**Short exercise**
Count how many of the rows below contain the string "side" and reply with only that number.

**Given entries**
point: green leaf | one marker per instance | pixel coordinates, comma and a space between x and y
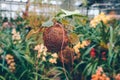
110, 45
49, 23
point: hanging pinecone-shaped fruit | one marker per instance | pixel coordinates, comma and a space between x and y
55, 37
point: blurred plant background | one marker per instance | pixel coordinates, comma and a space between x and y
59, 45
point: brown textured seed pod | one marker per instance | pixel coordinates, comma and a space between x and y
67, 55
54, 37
==
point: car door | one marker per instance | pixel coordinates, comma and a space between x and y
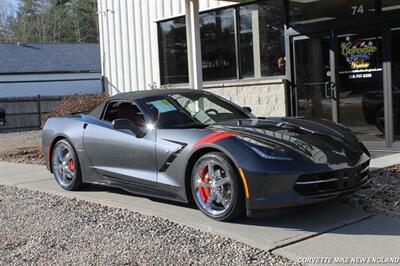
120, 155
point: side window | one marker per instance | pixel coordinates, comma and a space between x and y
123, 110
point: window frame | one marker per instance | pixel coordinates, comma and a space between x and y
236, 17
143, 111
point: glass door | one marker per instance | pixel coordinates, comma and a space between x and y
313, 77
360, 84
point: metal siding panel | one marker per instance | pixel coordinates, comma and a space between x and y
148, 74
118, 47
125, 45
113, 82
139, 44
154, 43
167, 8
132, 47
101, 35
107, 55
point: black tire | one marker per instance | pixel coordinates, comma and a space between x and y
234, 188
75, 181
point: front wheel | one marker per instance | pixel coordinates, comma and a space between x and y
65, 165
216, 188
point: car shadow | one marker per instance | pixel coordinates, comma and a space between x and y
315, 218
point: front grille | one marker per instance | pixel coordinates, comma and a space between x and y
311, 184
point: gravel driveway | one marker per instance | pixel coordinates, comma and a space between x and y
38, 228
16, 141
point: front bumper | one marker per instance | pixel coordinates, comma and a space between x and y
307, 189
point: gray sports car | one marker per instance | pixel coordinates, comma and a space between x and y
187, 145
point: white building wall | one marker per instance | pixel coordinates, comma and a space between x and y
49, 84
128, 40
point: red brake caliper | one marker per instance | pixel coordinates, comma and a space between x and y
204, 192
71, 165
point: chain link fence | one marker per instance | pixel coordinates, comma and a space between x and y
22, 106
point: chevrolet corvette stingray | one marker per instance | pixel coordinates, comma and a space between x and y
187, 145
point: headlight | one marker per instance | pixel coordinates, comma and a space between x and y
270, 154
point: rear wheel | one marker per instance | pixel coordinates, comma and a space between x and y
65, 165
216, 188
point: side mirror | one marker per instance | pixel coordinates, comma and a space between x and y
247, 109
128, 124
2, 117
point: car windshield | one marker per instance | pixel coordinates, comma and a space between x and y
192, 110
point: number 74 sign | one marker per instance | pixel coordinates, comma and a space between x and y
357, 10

**Complete response**
2